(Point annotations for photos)
——
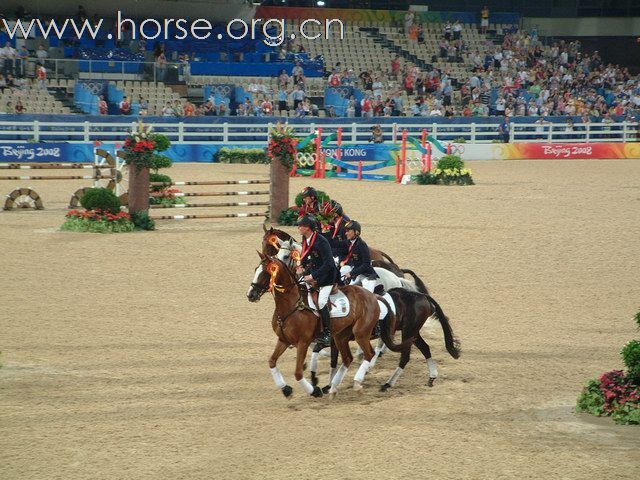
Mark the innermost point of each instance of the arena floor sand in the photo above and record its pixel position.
(138, 356)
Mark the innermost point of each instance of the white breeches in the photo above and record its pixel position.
(323, 296)
(361, 280)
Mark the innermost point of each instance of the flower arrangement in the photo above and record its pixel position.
(282, 145)
(166, 197)
(290, 216)
(143, 146)
(98, 221)
(615, 393)
(449, 171)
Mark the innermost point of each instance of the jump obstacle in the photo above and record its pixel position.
(213, 194)
(344, 169)
(27, 197)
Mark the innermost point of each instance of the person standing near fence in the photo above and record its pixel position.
(484, 20)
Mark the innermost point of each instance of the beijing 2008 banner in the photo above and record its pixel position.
(515, 151)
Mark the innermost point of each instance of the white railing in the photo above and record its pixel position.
(245, 133)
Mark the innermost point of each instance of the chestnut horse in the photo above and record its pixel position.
(295, 323)
(270, 247)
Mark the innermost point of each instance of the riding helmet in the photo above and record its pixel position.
(308, 221)
(353, 225)
(309, 192)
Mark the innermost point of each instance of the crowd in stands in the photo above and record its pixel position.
(520, 77)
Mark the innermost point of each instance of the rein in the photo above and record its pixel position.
(275, 288)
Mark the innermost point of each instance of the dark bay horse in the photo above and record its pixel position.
(270, 247)
(413, 309)
(296, 324)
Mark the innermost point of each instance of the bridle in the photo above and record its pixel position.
(275, 288)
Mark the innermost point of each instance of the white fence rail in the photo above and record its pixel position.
(239, 133)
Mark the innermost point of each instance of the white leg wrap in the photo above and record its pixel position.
(374, 360)
(304, 383)
(383, 310)
(362, 371)
(314, 362)
(396, 375)
(278, 378)
(389, 300)
(338, 377)
(433, 368)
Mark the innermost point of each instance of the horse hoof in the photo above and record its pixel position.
(287, 391)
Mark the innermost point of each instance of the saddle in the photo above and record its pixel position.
(339, 306)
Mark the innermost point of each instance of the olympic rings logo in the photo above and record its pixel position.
(306, 159)
(343, 92)
(221, 89)
(95, 88)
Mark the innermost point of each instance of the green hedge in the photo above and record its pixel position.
(242, 155)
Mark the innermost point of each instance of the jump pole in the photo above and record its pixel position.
(401, 165)
(425, 156)
(339, 150)
(317, 173)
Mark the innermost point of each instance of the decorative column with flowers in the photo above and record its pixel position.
(142, 152)
(282, 151)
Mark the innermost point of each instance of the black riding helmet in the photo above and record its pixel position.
(353, 225)
(308, 221)
(310, 192)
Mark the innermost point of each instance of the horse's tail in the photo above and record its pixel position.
(422, 288)
(387, 257)
(450, 341)
(388, 328)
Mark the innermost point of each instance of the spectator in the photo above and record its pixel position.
(19, 107)
(42, 77)
(283, 99)
(21, 61)
(376, 134)
(366, 107)
(297, 73)
(10, 55)
(505, 128)
(283, 79)
(143, 104)
(395, 66)
(161, 67)
(41, 54)
(298, 96)
(351, 107)
(125, 106)
(103, 108)
(334, 79)
(408, 21)
(484, 20)
(178, 109)
(457, 30)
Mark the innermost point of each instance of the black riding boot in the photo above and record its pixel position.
(325, 336)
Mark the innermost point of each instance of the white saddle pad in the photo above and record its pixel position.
(339, 305)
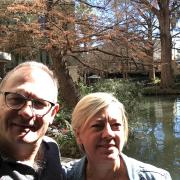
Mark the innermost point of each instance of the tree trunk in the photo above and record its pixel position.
(167, 80)
(69, 91)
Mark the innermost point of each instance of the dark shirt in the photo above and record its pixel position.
(51, 168)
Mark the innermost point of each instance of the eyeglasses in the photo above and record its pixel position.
(17, 101)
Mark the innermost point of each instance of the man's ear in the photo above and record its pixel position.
(77, 135)
(55, 110)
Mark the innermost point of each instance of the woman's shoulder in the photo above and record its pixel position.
(144, 170)
(75, 169)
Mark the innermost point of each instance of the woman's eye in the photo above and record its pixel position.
(116, 126)
(98, 126)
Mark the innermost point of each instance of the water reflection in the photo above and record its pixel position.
(157, 134)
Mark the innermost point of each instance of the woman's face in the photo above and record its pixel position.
(103, 135)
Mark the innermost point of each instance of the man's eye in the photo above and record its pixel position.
(39, 104)
(15, 100)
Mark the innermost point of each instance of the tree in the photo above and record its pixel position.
(163, 10)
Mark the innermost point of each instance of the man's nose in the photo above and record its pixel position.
(27, 109)
(107, 131)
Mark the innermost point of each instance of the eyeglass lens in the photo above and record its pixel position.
(17, 101)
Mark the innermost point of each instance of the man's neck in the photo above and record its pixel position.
(23, 152)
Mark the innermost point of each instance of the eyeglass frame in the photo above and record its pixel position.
(25, 102)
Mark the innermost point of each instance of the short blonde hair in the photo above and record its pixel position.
(92, 103)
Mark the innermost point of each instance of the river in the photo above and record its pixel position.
(157, 134)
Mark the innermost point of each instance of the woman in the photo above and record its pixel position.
(101, 130)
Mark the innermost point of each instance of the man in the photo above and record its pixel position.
(28, 105)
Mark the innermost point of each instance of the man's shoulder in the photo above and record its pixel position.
(48, 139)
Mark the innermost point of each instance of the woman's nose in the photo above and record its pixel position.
(107, 131)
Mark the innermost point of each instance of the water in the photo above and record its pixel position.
(157, 134)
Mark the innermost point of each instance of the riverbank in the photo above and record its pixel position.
(157, 90)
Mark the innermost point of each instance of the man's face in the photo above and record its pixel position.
(103, 135)
(23, 125)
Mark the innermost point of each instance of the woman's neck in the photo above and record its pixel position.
(114, 170)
——
- _Aim_: Reproduce all of the data above word for word, from beginning to end, omitting the images.

- _Solution for this task_:
Mark the innermost point of each instance of the arena floor sand in the photo above and record its pixel position.
(138, 356)
Mark the innermost point of each instance of the white breeches in the photo above and record its pixel position.
(323, 296)
(361, 280)
Mark the innermost point of each instance of the flower arrangement in the photo above and record its pixel position.
(282, 145)
(166, 197)
(290, 216)
(143, 146)
(98, 221)
(615, 393)
(449, 171)
Mark the innermost point of each instance of the jump obstacle in the photo above and record its pixel position.
(213, 194)
(344, 169)
(27, 197)
Mark the innermost point of each instance of the person standing near fence in the photo above and record its pixel position.
(484, 20)
Mark the innermost point of each instance of the beijing 2008 banner in the photo above and record its pixel position.
(515, 151)
Mark the innermost point of each instance of the white railing in the photo above and record its pixel position.
(245, 133)
Mark the innermost point of each instance of the chestnut horse in the photo above and record its pixel position.
(295, 323)
(270, 247)
Mark the innermost point of each instance of the riding helmet in the photo above and record its pixel position.
(308, 221)
(353, 225)
(309, 192)
Mark the innermost point of each instance of the crowd in stands in the photo above and record its pixel position.
(520, 77)
Mark the innermost point of each instance of the rein in the photo above and record its pixel position.
(275, 288)
Mark the innermost point of each instance of the dark bay horse in the photo above and record its pixel position.
(270, 247)
(413, 309)
(296, 324)
Mark the innermost point of each instance of the bridle in the photo above and record its pixel position.
(275, 288)
Mark the innermost point of each instance of the white fence rail in the photo above and record its pixel position.
(239, 133)
Mark the innermost point of each instance of the white leg wrap in the photo above and record its pixel position.
(374, 360)
(304, 383)
(383, 310)
(362, 371)
(314, 362)
(396, 375)
(278, 378)
(389, 300)
(338, 377)
(433, 368)
Mark the innermost point of each instance of the horse hoof in the photo above and record its pixel position.
(287, 391)
Mark the innermost point of each instance of the saddle in the photo above and record its pixel position.
(339, 306)
Mark the innermost point of each instance of the olympic rings logo in the photo above and record its pixel position.
(306, 159)
(343, 92)
(221, 89)
(95, 88)
Mark the innermost point of each instance of the green hedge in the photo above and record its pixel position.
(242, 155)
Mark the innermost point of each instance of the jump pole in the photo above and record its pixel position.
(401, 165)
(425, 156)
(339, 150)
(317, 173)
Mark the innermost point of each instance of the decorative column with flowers in the photo above and record its pixel position.
(142, 152)
(282, 151)
Mark the innermost point of each instance of the black riding helmet in the photo above and record its pixel position.
(353, 225)
(308, 221)
(310, 192)
Mark the innermost point of each instance of the horse's tail in the photo above and record its pixel position.
(422, 288)
(387, 257)
(450, 341)
(388, 328)
Mark the innermost point of each instance of the spectator in the photo above and record its pixel position.
(19, 107)
(42, 77)
(283, 99)
(21, 61)
(376, 134)
(366, 107)
(297, 73)
(10, 55)
(505, 128)
(283, 79)
(143, 104)
(395, 66)
(161, 67)
(41, 54)
(298, 96)
(351, 107)
(125, 106)
(103, 108)
(334, 79)
(408, 21)
(484, 20)
(178, 109)
(457, 30)
Mark the innermost point of each instance of the black riding boot in the photo above and record its pixel position.
(325, 336)
Mark the innermost point of each instance of the white saddle pad in the photo above and record its pixel position.
(339, 305)
Mark the innermost point of each instance of the tree trunk in the photo above and record its pixel position.
(167, 80)
(69, 91)
Mark the innermost point of each instance of the dark shirt in the photo above and record its pixel position.
(51, 168)
Mark the innermost point of each instance of the eyeglasses in the photo above and record its pixel position.
(17, 101)
Mark the innermost point of each instance of the man's ear in the photo above and record its pixel position.
(77, 135)
(55, 110)
Mark the innermost point of each instance of the woman's shoulder in the photo above and record its pixel position.
(144, 170)
(75, 169)
Mark the innermost point of each instance of the woman's eye in the photo above and record its pixel position.
(116, 126)
(98, 126)
Mark the innermost point of each instance of the water reflection in the photo above and record its pixel position.
(157, 134)
Mark the innermost point of each instance of the woman's face in the photo above and record its pixel position.
(103, 135)
Mark the innermost point of each instance of the man's eye in the photo above and record its pixel position.
(39, 104)
(15, 100)
Mark the innermost point of each instance of the tree in the photo above and record its pixel position.
(163, 10)
Mark the innermost point of each instance of the man's nose in the photo above and record its pixel position.
(27, 109)
(107, 131)
Mark the innermost point of each instance of the eyeglass lens in the photo above and record its pixel position.
(17, 101)
Mark the innermost point of each instance of the man's neck in the photo above and record its pixel position.
(23, 152)
Mark the innermost point of each instance of the eyeglass frame in the photo above and record its pixel position.
(25, 102)
Mark the innermost point of each instance of the short blonde hair in the photo above and record its pixel position.
(92, 103)
Mark the innermost point of each instance of the river in the photo above and record its pixel position.
(157, 134)
Mark the innermost point of each instance of the woman in the photo above and record its pixel position.
(101, 130)
Mark the innermost point of each instance of the man in the photo above and record its pixel position.
(28, 105)
Mark the innermost point of each instance of the man's shoulder in the photo above and record its pixel position.
(48, 139)
Mark the innermost point of each instance of the woman's nose in the photo above and record its pixel position.
(107, 131)
Mark the innermost point of each instance of the water in the photo above and record its pixel position.
(157, 134)
Mark the innermost point of each instance of the riverbank in the photo above and record its pixel position.
(157, 90)
Mark the innermost point of each instance of the man's face in the photo above and record its pixel position.
(103, 135)
(23, 125)
Mark the innermost point of each instance of the woman's neck in the photo above and record its pixel position.
(114, 170)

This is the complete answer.